▶ [Input]
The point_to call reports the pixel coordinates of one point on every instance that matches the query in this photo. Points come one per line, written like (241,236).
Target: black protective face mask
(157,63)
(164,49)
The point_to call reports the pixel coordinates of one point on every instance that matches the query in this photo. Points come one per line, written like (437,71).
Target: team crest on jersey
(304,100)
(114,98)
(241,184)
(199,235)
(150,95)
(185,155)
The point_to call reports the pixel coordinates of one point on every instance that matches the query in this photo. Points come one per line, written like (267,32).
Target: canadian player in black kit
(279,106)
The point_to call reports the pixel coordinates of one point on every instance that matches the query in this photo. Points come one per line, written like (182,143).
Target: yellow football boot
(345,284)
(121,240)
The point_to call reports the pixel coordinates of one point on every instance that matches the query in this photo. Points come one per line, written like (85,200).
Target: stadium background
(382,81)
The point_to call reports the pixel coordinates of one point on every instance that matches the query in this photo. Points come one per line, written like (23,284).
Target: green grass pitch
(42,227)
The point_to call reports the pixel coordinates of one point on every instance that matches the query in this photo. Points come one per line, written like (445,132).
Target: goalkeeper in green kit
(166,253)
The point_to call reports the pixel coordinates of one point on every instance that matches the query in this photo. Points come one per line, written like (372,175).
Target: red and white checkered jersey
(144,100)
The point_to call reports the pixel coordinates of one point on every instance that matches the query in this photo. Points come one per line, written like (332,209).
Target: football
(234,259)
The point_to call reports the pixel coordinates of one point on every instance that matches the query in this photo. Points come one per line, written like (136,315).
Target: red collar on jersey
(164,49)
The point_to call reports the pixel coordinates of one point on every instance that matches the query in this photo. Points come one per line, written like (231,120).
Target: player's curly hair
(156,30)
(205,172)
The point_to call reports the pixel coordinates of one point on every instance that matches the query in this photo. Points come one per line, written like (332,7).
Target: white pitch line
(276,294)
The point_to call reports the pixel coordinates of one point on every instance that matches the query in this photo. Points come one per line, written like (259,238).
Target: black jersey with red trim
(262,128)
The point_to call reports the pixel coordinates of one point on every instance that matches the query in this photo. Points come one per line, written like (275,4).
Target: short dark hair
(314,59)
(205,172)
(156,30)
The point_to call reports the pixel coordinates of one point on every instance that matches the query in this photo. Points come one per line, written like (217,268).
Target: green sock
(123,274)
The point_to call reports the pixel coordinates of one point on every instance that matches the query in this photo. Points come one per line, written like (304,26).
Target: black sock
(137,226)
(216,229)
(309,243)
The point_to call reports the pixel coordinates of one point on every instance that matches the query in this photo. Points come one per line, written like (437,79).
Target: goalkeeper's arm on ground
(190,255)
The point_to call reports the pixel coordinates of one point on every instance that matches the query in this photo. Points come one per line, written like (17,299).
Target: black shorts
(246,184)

▶ [Given instruction] Make an exact copy of the listing, including every line.

▶ [Final result]
The point_to call reports the pixel coordinates of one point on every instance that matches the query in this photo. Points come one per line, written like (241,236).
Target: black protective face mask
(157,63)
(164,49)
The point_to call reports the pixel coordinates of one point on every instance that matches the query in this photo. Points come one per line, written like (437,71).
Target: team crest on jersey
(304,100)
(114,98)
(241,184)
(199,235)
(150,95)
(185,155)
The point_to call reports the pixel coordinates of one point on every instance that matches the query in this photo. Points come one per line, written like (267,32).
Target: canadian player in black kit
(279,106)
The point_to call reports the pixel coordinates of one point on every instance that matches the query in this photo. Points come one per line, written like (182,143).
Target: yellow football boot
(345,284)
(121,240)
The point_to call reports the pixel coordinates of one point on every instance that matches the query in this photo. Points come one per line, written like (85,200).
Target: stadium background
(382,81)
The point_to call reports the pixel coordinates of one point on every instance that matches the query in this photo. Points come one per line, written like (23,284).
Target: green grass pitch
(42,227)
The point_to call reports the pixel coordinates of one point on every instance that matches the query in this photo. Points come one per line, written like (445,132).
Target: goalkeeper in green kit
(166,253)
The point_to call reports the pixel coordinates of one point on every instance that matches the query in this photo. Points come one per line, written like (372,175).
Target: red and white checkered jersey
(144,100)
The point_to call reports the pixel coordinates of one point on every instance that matches the query in this photo. Points come one per line, written like (332,209).
Target: football
(234,259)
The point_to call reports the pixel coordinates of one point on every instance that matches the query in this photo. Points come one per line, written like (136,315).
Target: red collar on jersey
(164,49)
The point_to call reports the pixel coordinates of one point on every instance that matches the query in this photo. Points come one per line, written like (231,120).
Target: player's curly hair
(156,30)
(205,172)
The point_to call reports the pixel coordinates of one point on every instance that matches the query in this photo. Points come one per line, written like (332,7).
Target: white pitch line
(276,294)
The point_to call reports the pixel coordinates of one point on every instance that matches the query in this photo. Points come one per line, written like (259,238).
Target: black jersey with red trim
(262,128)
The point_to call reports the pixel coordinates of one point on every instance that matches the query in this photo. Points come one per line, written like (275,4).
Target: short dark hair
(314,59)
(205,172)
(156,30)
The point_to call reports the pixel coordinates of one point on every instance that matches the query in this photo. Points come one per line, written like (217,268).
Target: green sock
(123,274)
The point_to call reports the pixel coordinates of one point on every instance that matches the query in this photo. Points come one per line, written like (304,26).
Target: black sock
(137,226)
(216,229)
(309,243)
The point_to call reports the pixel coordinates of one point on every instance that matches the query in this photo. Points come one per line, written like (437,79).
Target: goalkeeper's arm on ground
(190,255)
The point_to call reports the pixel coordinates of one point on every instance that matches the query in this photo. Points come one per line, written like (17,299).
Target: black shorts
(246,184)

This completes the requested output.